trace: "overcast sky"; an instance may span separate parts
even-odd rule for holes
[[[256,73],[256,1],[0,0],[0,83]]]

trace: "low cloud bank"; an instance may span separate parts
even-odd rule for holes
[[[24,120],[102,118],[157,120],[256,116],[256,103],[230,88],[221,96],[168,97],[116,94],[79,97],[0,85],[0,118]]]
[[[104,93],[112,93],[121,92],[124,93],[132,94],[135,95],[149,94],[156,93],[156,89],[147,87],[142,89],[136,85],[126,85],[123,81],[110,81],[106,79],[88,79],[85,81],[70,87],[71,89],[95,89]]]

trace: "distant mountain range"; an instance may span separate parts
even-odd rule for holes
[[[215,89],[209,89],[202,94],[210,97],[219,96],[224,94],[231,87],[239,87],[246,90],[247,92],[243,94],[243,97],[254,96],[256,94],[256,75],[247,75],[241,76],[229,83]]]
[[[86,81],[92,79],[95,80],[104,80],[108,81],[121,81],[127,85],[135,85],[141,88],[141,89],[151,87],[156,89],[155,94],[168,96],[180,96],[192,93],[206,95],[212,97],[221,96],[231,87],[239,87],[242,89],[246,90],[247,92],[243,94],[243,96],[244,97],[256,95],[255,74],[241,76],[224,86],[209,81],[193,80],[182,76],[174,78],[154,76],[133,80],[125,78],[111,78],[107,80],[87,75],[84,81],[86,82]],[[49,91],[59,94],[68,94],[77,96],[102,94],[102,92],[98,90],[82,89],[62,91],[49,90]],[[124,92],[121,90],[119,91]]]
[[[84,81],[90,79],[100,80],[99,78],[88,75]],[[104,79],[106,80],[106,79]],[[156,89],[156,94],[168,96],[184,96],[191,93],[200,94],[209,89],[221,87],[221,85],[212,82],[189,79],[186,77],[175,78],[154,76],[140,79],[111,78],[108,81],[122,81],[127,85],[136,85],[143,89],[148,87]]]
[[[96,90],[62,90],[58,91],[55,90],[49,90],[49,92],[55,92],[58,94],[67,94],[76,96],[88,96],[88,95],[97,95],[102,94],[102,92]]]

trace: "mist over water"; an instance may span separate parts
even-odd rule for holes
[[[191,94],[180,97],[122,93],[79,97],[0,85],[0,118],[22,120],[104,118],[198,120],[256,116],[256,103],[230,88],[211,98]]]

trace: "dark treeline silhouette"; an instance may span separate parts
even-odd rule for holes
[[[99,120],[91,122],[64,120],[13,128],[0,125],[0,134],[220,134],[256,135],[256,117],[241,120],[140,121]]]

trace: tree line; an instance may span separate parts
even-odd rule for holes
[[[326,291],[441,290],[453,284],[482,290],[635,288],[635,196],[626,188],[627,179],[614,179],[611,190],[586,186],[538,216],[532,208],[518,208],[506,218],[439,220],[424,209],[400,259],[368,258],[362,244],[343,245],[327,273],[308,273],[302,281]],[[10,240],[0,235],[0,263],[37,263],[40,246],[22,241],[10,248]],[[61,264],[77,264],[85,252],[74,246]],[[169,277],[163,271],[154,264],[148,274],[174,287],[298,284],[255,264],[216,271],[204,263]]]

######

◆ **TASK GOAL**
Return exactly the lines from the line bearing "trace: tree line;" to the end of the records, inclusive of both; include no other lines.

◆ **THE SOLUTION**
trace: tree line; an instance may span separate parts
even-odd rule for holes
[[[326,291],[441,290],[453,284],[482,290],[635,288],[635,196],[626,188],[627,179],[614,179],[611,190],[586,186],[538,216],[532,208],[518,208],[506,218],[439,220],[424,209],[400,259],[368,258],[362,244],[343,245],[327,273],[308,273],[302,281]],[[10,240],[0,235],[0,263],[37,263],[40,246],[22,241],[10,248]],[[61,264],[77,264],[85,252],[74,246]],[[169,277],[163,271],[154,264],[148,274],[174,287],[298,284],[255,264],[216,271],[204,263]]]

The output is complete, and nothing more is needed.